== WRITTEN PROBLEM A ==
Using the passage on religion and sports scholarship below, decide whether each statement agrees with it. Answer yes or no for each, and quote the words of the passage that settle it.
(i) The first perspective compares sport with categories from the academic study of religion.
(ii) The passage calls the "Mighty Macs" a team of Notre Dame.
(iii) The passage says works of the first perspective reveal only the strengths of their comparisons.

== PASSAGE TO READ ==
■ ■ ■ ■ ■ ■ ■
Baker, William J. Cambridge, MA: Harvard University Press, 2007. ix + 322 pp., $29.95 (USD). ISBN: 0-674-02421-4.

[1] Much of the scholarship at the intersection of religion and sports has been written from one of two perspectives.  The first perspective finds parallels between sport (often defined loosely, but generally understood as team-based athletic competitions) and the various categories of the academic study of religion: myth, ritual, sacred time and space, and the like.  The works common to this “history of religions” perspective often seek answers to such questions as: How does the timelessness of a baseball game recreate sacred time?  How does the football gridiron symbolize sacred space?  How do sports heroes resemble mythic gods or saints?  These works have their use, though they often illuminate the limitations of such comparisons as much as their strengths. Works taking the second perspective focus on a “religious” team—a team more easily and recognizably affiliated with an religious community, such as the “Fighting Irish” of Notre Dame, or the “Mighty Macs” of Immaculata—and examine either the role religion played in the life of the team (or its sponsoring institution) or the role teams with such affiliations have played in larger cultural dynamics.
■ ■ ■ ■ ■ ■ ■
== PROVIDED DATA ==

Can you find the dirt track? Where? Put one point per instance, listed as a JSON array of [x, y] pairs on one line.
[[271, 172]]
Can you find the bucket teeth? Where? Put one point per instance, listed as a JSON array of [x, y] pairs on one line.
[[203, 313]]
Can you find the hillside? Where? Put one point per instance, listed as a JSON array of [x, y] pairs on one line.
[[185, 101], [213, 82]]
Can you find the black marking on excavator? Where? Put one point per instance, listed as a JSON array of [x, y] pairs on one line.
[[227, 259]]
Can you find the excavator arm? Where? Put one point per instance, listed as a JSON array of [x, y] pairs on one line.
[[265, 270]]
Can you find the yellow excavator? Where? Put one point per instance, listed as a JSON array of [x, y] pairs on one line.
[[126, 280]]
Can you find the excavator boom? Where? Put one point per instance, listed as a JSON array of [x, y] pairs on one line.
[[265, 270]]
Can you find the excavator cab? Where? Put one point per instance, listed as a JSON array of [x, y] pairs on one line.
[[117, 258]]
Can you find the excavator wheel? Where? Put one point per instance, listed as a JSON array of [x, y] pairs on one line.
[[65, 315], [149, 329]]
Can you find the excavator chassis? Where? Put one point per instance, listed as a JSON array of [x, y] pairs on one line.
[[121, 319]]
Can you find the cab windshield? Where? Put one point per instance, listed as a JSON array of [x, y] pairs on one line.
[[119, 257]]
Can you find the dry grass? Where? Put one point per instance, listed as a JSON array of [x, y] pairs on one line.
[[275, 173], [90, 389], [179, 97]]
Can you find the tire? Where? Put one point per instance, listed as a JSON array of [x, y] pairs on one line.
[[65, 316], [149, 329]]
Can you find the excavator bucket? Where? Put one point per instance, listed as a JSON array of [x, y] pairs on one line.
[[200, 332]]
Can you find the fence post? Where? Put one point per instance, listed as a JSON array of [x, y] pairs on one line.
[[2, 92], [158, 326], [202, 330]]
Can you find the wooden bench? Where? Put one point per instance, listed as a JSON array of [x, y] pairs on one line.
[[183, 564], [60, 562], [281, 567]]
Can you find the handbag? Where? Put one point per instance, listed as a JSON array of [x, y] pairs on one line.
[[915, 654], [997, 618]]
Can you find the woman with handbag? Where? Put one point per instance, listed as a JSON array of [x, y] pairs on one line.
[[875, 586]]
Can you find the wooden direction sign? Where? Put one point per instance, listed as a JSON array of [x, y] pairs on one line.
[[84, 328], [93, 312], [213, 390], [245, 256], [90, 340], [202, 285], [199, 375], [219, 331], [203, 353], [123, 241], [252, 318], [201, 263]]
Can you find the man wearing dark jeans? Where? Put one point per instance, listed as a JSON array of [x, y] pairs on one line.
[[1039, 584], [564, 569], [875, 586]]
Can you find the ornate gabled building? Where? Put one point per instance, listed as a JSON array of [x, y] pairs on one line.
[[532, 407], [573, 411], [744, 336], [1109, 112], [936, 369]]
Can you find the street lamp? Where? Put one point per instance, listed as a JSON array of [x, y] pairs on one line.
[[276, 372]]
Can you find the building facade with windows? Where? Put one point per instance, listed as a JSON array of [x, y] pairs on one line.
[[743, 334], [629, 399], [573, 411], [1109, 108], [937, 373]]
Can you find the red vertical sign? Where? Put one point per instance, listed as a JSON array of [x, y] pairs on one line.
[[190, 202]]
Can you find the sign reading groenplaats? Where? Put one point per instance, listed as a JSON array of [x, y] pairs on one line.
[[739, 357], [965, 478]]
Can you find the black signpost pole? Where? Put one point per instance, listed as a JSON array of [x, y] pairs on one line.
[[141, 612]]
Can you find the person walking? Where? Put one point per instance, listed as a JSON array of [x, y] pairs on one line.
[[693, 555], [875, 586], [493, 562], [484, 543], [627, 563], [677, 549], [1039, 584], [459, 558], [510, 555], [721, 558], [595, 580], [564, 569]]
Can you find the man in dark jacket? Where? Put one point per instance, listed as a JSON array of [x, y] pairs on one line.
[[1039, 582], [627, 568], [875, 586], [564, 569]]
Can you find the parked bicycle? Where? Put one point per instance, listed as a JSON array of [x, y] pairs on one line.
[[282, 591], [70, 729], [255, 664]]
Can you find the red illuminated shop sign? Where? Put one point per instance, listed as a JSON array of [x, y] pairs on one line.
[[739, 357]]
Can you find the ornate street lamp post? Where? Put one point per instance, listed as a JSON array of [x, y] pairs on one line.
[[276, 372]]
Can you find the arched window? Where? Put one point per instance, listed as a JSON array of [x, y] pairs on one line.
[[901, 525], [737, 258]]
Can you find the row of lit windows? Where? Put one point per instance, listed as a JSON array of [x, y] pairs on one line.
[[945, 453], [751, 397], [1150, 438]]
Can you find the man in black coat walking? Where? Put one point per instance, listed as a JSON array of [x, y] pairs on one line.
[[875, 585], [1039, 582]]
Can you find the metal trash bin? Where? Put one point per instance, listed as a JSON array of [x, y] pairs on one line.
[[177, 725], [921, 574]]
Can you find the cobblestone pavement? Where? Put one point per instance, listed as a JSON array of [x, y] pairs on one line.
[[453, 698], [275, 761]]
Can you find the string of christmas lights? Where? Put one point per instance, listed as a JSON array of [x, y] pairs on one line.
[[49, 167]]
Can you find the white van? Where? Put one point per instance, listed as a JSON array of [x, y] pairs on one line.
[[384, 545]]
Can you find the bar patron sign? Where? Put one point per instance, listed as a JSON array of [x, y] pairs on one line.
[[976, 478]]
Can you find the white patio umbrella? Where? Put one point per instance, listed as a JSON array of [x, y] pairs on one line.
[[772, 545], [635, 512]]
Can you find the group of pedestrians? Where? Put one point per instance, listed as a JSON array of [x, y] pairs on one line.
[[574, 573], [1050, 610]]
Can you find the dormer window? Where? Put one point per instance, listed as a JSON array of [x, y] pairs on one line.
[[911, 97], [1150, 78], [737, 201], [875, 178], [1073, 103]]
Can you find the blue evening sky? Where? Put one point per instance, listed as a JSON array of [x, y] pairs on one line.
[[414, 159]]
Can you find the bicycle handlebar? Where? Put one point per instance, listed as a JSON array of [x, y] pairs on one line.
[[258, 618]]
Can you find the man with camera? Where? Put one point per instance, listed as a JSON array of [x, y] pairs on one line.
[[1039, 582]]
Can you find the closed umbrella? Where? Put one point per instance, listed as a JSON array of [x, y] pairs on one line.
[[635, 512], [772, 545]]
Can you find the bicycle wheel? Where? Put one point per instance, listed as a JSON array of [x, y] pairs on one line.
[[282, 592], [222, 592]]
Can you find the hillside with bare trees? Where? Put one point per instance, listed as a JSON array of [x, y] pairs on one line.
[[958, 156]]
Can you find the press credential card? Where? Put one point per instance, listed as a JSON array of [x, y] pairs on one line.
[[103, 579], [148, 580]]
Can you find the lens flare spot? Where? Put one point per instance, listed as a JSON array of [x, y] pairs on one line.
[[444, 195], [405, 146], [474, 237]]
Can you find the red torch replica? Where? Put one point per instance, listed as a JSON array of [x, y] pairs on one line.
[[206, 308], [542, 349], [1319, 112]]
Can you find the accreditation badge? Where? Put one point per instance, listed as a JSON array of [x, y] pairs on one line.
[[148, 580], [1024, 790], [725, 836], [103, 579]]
■ ■ ■ ■ ■ ■ ■
== WRITTEN PROBLEM B ==
Gather every line of the listing above that contains the string "white". Case counts.

== EXERCISE SOLUTION A ==
(i) Yes: "The first perspective finds parallels between sport (often defined loosely, but generally understood as team-based athletic competitions) and the various categories of the academic study of religion"
(ii) No: "the “Fighting Irish” of Notre Dame, or the “Mighty Macs” of Immaculata"
(iii) No: "they often illuminate the limitations of such comparisons as much as their strengths."

== EXERCISE SOLUTION B ==
Can you find the white van? Where? Put one point per instance, listed as a JSON array of [x, y] pairs on one line.
Can you find the white patio umbrella? Where? Put one point per instance, listed as a JSON array of [x, y] pairs on one line.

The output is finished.